**OBJECTIVE**
Write out the data again exactly, skipping every picture.

**WORKING DATA**
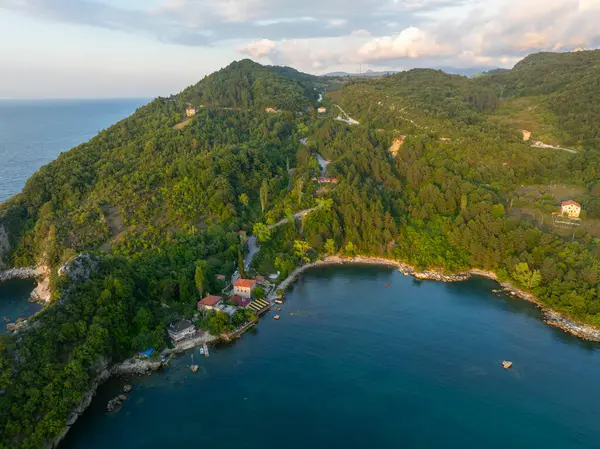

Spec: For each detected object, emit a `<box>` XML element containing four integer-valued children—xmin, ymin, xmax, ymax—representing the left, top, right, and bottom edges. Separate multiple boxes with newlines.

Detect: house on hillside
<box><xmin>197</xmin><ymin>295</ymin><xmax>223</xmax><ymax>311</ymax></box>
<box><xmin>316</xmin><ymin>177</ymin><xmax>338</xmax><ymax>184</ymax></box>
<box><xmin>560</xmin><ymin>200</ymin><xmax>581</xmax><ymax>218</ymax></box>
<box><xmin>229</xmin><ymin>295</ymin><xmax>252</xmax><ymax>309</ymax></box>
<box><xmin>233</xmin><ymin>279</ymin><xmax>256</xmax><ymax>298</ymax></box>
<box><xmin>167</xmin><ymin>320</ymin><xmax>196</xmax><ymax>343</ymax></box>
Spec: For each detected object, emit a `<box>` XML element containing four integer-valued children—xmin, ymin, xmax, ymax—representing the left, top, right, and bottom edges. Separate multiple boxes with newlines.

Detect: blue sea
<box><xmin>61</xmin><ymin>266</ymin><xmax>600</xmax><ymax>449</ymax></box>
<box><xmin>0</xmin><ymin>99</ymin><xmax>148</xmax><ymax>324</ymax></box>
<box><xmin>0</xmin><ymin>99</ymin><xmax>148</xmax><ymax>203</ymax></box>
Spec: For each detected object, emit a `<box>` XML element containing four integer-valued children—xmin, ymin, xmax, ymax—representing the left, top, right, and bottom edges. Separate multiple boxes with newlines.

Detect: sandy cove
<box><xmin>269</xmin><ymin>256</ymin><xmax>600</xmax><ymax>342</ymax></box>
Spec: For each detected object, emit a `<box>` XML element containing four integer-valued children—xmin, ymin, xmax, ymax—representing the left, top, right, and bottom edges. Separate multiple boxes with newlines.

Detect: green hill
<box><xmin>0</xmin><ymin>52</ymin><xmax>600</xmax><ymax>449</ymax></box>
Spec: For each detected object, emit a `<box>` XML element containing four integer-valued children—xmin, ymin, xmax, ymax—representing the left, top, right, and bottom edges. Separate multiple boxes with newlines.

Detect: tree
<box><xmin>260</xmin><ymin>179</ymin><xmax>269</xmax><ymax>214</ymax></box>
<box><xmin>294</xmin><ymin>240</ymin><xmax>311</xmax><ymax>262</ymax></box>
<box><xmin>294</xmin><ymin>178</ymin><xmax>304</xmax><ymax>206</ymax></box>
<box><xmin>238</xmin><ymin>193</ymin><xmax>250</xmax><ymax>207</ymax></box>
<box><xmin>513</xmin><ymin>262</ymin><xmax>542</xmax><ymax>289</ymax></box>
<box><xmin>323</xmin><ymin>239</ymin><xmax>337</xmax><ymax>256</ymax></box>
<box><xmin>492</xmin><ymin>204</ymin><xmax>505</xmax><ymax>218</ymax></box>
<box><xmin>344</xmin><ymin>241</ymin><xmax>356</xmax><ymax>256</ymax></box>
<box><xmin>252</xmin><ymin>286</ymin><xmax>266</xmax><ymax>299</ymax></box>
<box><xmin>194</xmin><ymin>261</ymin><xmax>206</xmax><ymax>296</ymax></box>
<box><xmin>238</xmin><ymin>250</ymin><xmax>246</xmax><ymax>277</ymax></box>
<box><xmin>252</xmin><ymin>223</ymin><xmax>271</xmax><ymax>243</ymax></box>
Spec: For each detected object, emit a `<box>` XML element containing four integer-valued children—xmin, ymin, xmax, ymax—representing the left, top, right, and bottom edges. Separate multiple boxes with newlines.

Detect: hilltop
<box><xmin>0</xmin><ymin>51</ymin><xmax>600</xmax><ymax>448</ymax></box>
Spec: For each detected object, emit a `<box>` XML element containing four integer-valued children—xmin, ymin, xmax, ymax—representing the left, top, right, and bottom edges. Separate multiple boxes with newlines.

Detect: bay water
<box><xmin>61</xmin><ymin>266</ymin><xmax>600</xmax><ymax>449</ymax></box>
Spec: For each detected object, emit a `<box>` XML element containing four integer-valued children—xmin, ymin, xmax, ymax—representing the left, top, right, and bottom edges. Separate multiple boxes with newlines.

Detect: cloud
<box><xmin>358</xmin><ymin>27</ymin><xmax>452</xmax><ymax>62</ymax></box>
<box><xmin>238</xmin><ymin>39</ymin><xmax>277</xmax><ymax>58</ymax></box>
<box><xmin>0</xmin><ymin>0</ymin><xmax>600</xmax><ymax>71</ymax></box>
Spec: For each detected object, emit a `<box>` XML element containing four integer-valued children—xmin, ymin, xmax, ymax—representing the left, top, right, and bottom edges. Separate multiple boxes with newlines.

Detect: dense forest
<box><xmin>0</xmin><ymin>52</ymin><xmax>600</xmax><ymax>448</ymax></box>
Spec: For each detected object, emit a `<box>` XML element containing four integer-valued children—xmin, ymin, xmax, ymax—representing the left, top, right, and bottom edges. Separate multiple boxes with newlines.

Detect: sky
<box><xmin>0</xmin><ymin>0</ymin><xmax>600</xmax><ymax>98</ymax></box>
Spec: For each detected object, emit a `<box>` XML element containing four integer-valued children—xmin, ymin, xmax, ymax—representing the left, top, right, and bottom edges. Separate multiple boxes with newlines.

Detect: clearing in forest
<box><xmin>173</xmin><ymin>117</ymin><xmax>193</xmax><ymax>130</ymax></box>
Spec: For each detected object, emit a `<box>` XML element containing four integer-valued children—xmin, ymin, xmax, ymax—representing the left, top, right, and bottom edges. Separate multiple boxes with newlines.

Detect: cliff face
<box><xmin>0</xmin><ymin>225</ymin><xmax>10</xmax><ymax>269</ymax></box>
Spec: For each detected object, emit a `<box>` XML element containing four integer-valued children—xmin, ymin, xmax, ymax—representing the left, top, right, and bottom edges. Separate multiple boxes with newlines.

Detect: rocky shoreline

**ANSWER IN FULL**
Spec: For each detected object, emit a `<box>` XML element containing four integer-valued children—xmin, ymin, xmax, ymax—representing the left, top, right, and bottom edges. Separate multiple boxes with newlines.

Detect: house on hillside
<box><xmin>197</xmin><ymin>295</ymin><xmax>223</xmax><ymax>311</ymax></box>
<box><xmin>316</xmin><ymin>177</ymin><xmax>338</xmax><ymax>184</ymax></box>
<box><xmin>560</xmin><ymin>200</ymin><xmax>581</xmax><ymax>218</ymax></box>
<box><xmin>229</xmin><ymin>295</ymin><xmax>252</xmax><ymax>309</ymax></box>
<box><xmin>233</xmin><ymin>279</ymin><xmax>256</xmax><ymax>298</ymax></box>
<box><xmin>167</xmin><ymin>320</ymin><xmax>196</xmax><ymax>343</ymax></box>
Spec: For each detected object, emit a `<box>` XML element containing four integer-valued children—xmin, ymin, xmax, ymax—representing the left, top, right, and bottom edges. Separate multiple boxes with newlines.

Detect: blue sea
<box><xmin>61</xmin><ymin>266</ymin><xmax>600</xmax><ymax>449</ymax></box>
<box><xmin>0</xmin><ymin>99</ymin><xmax>148</xmax><ymax>324</ymax></box>
<box><xmin>0</xmin><ymin>99</ymin><xmax>148</xmax><ymax>203</ymax></box>
Spec: For each detected object, emit a `<box>` XML element containing four integer-valued children—xmin, ymin, xmax, ymax—representing the left, top, right, and bottom edges. Separate multiple boxes with newlines.

Detect: sandy cove
<box><xmin>269</xmin><ymin>256</ymin><xmax>600</xmax><ymax>342</ymax></box>
Spec: For each detected object, emit a `<box>` XML element containing four integer-valued children—xmin, ymin, xmax, ymax—representing the left, top, right, and bottom edges. Separate multiple boxes with newlines.

Detect: green hill
<box><xmin>0</xmin><ymin>52</ymin><xmax>600</xmax><ymax>449</ymax></box>
Spec: For each detected object, emit a `<box>` XML element containing four integer-valued children—xmin, ymin, xmax, ymax—representing the left, top, right, and bottom edges. Separate multiple boxes with newlines.

Detect: tree
<box><xmin>260</xmin><ymin>179</ymin><xmax>269</xmax><ymax>214</ymax></box>
<box><xmin>294</xmin><ymin>240</ymin><xmax>311</xmax><ymax>262</ymax></box>
<box><xmin>294</xmin><ymin>178</ymin><xmax>304</xmax><ymax>206</ymax></box>
<box><xmin>238</xmin><ymin>193</ymin><xmax>250</xmax><ymax>207</ymax></box>
<box><xmin>513</xmin><ymin>262</ymin><xmax>542</xmax><ymax>289</ymax></box>
<box><xmin>323</xmin><ymin>239</ymin><xmax>337</xmax><ymax>256</ymax></box>
<box><xmin>492</xmin><ymin>204</ymin><xmax>505</xmax><ymax>218</ymax></box>
<box><xmin>344</xmin><ymin>241</ymin><xmax>356</xmax><ymax>256</ymax></box>
<box><xmin>252</xmin><ymin>286</ymin><xmax>266</xmax><ymax>299</ymax></box>
<box><xmin>194</xmin><ymin>261</ymin><xmax>206</xmax><ymax>296</ymax></box>
<box><xmin>238</xmin><ymin>250</ymin><xmax>246</xmax><ymax>277</ymax></box>
<box><xmin>252</xmin><ymin>223</ymin><xmax>271</xmax><ymax>243</ymax></box>
Spec: For each detected object, emit a `<box>` XML element containing four integer-valued children—xmin, ymin, xmax, ymax—representing the left, top, right, and bottom edges. Separate multiple boxes with newlines.

Detect: hilltop
<box><xmin>0</xmin><ymin>51</ymin><xmax>600</xmax><ymax>448</ymax></box>
Spec: For each detected object, emit a `<box>` XML element containing four integer-valued children—xmin, ymin, xmax, ymax—representing the left, top, right, and bottom edges. Separate multiple boxes with newlines.

Detect: bay water
<box><xmin>61</xmin><ymin>266</ymin><xmax>600</xmax><ymax>449</ymax></box>
Spec: For each detected object, emit a `<box>` XML element containing four integer-valued children—xmin, ymin, xmax, ymax—representing the left, top, right, and bottom edges. Separate multiple boxes with newlines.

Detect: cloud
<box><xmin>358</xmin><ymin>27</ymin><xmax>452</xmax><ymax>62</ymax></box>
<box><xmin>238</xmin><ymin>39</ymin><xmax>277</xmax><ymax>58</ymax></box>
<box><xmin>0</xmin><ymin>0</ymin><xmax>600</xmax><ymax>71</ymax></box>
Spec: For each detected object, emit a `<box>` XML element containing four integer-valued children—xmin, ymin, xmax, ymax—representing the left, top, right, and bottom edges. Separate multiple boxes with newlines.

Detect: dense forest
<box><xmin>0</xmin><ymin>52</ymin><xmax>600</xmax><ymax>448</ymax></box>
Spec: For each detected object, emit a `<box>` XML element containing four integer-valued children—xmin, ymin, xmax, ymax—representing the left, top, right, and bottom edges. Separate multiple boxes with newlines.

Detect: sky
<box><xmin>0</xmin><ymin>0</ymin><xmax>600</xmax><ymax>98</ymax></box>
Spec: For each detected object, emit a `<box>` XML element containing four integer-valued children—xmin, ymin, xmax, ymax—representing the left, top, right, and bottom edges. Separate multiple boxes with newlines.

Detect: clearing in forest
<box><xmin>173</xmin><ymin>117</ymin><xmax>193</xmax><ymax>130</ymax></box>
Spec: For each detected object, emit a `<box>` XML element containing four integer-valued children—xmin, ymin, xmax, ymax—representing the left, top, right, and bottom edges. Separate multiple boxes with newlines.

Detect: cliff face
<box><xmin>0</xmin><ymin>225</ymin><xmax>10</xmax><ymax>269</ymax></box>
Spec: For each detected object, emit a `<box>` XML element containing four integer-valued children—xmin, ymin, xmax, ymax—representing the left, top, right, and bottom edges. Separate multiple boxes with newlines.

Detect: rocky shoreline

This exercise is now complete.